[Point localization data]
------------------------------------------------------------------------
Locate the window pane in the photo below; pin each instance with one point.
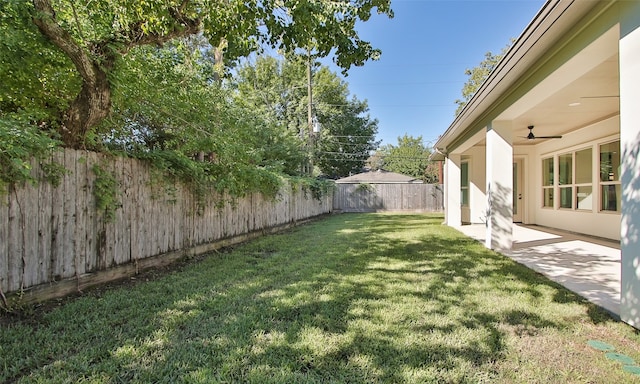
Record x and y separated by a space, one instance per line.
610 161
464 174
584 198
565 197
583 166
610 195
547 198
565 169
464 196
547 171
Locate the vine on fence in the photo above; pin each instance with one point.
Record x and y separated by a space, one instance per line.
19 144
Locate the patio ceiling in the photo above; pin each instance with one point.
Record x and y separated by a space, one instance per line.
582 91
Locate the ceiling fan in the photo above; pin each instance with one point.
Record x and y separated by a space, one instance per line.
531 136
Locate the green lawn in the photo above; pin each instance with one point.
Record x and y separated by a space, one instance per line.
351 298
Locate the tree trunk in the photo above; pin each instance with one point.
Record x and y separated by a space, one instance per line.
89 108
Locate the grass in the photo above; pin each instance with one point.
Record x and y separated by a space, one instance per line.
351 298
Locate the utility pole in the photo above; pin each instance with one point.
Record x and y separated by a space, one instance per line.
310 112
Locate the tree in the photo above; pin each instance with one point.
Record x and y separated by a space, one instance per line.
477 76
278 90
410 157
93 38
346 139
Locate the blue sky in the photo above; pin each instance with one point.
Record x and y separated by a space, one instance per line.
426 49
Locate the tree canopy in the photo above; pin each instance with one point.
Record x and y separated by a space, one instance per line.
152 79
410 157
81 45
477 75
278 89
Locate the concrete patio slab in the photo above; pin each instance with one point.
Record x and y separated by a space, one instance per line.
585 265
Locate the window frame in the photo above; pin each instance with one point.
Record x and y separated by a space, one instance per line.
615 183
464 184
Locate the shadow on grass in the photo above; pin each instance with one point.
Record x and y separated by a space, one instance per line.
354 298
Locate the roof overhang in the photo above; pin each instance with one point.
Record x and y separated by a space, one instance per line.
532 58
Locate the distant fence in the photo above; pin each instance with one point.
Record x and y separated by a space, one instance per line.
54 238
388 197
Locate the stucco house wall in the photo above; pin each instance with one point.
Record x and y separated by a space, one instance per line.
575 73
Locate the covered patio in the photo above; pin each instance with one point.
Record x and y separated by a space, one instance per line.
551 139
586 265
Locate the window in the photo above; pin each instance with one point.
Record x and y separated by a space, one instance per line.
584 179
575 180
565 179
610 191
464 184
547 182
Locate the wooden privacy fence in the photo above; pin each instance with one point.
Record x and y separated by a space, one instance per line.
388 197
54 239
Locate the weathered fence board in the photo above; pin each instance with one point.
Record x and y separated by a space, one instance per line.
388 197
54 237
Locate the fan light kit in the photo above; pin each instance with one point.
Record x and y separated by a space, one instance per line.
531 136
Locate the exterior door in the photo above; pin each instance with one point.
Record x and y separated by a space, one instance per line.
517 191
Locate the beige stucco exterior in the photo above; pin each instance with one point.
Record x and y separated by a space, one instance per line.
574 72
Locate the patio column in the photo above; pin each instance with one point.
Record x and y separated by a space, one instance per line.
452 212
630 178
499 186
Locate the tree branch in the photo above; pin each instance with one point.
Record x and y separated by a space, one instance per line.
45 19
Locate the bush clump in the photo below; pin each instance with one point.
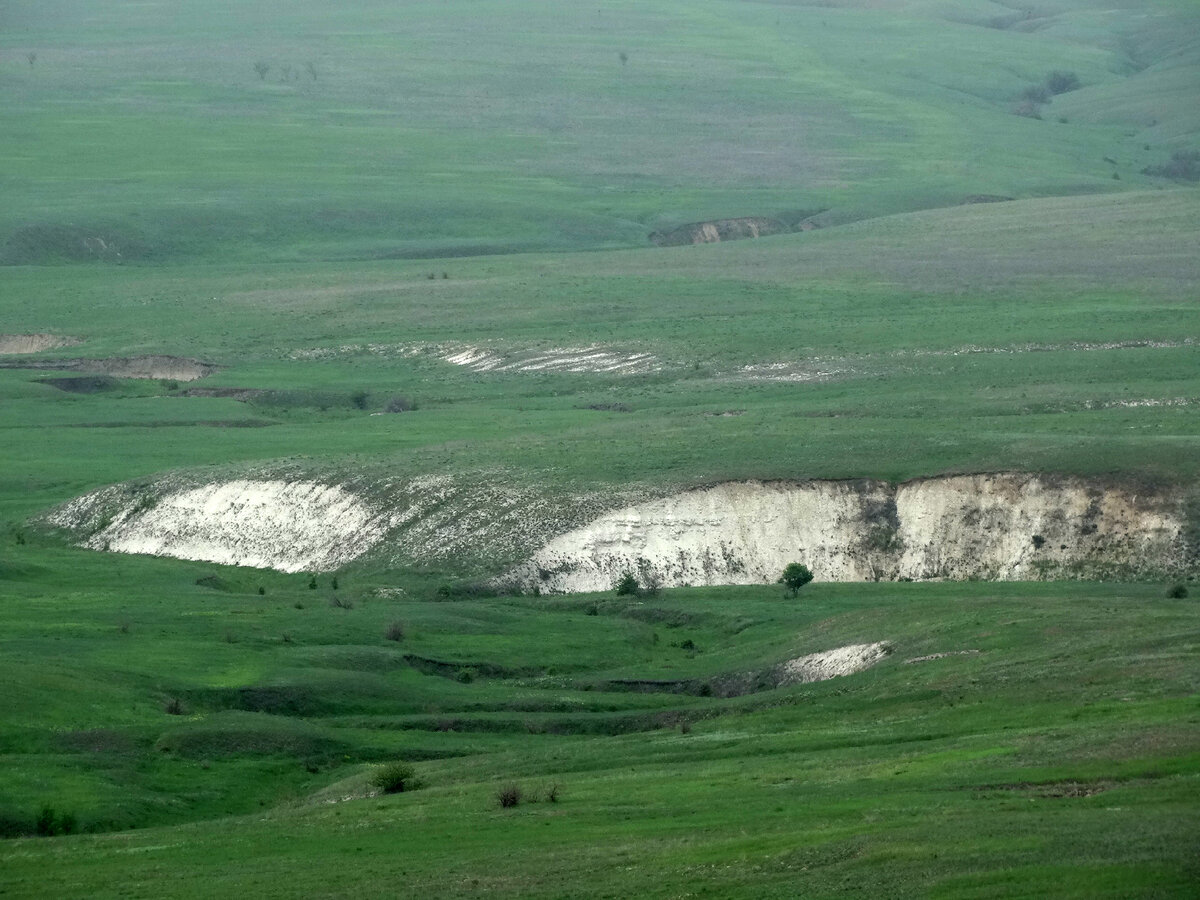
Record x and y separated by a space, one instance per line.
509 796
627 585
1183 166
1060 82
796 576
394 778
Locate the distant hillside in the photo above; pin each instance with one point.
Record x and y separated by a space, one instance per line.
295 131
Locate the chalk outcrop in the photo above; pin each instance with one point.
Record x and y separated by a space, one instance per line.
996 526
289 526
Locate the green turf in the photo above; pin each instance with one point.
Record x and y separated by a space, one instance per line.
445 177
143 133
1065 748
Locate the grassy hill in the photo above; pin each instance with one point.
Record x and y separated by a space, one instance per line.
415 246
1055 744
145 133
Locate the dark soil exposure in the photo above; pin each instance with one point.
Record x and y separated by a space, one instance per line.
240 394
172 369
83 384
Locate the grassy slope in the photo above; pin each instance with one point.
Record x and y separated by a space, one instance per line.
491 126
886 307
1061 757
1065 753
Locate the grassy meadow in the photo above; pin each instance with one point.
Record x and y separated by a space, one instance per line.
958 288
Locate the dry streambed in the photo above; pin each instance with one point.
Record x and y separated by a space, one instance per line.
168 369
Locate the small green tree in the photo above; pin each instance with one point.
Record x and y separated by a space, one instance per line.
796 576
394 778
627 585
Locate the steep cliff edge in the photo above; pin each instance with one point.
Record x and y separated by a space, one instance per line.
996 526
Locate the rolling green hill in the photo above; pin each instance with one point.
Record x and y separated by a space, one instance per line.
143 132
423 252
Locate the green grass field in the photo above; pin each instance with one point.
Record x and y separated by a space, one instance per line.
409 183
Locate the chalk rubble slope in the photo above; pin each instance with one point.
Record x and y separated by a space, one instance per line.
1002 526
288 526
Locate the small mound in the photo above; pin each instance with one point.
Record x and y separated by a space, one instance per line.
834 664
719 229
287 526
82 384
13 345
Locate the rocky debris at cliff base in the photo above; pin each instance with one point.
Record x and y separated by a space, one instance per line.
288 526
1000 527
833 664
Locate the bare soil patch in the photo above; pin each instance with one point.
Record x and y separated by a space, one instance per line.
15 345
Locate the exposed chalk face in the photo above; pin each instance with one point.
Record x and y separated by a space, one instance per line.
288 526
999 526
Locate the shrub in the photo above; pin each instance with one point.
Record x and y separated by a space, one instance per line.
1029 109
627 585
394 778
652 582
796 576
1060 82
509 796
1036 94
399 403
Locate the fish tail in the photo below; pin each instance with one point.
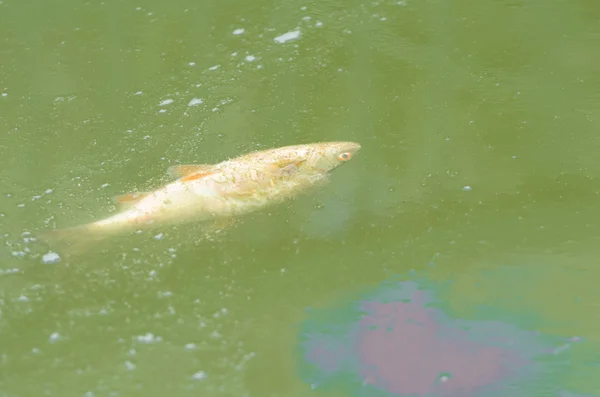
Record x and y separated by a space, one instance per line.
72 240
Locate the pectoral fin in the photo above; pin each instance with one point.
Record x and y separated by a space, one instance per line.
181 170
129 200
287 168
------------------------------------------------------------------------
◆ What you are asked to do: Working through the data above, find every line holding "stucco" and copy it.

◆ Solution to this exercise:
Locate the stucco house wall in the photo above; pin each instance with one point.
Locate the beige stucco exterior in the photo above; pin each instance with one point.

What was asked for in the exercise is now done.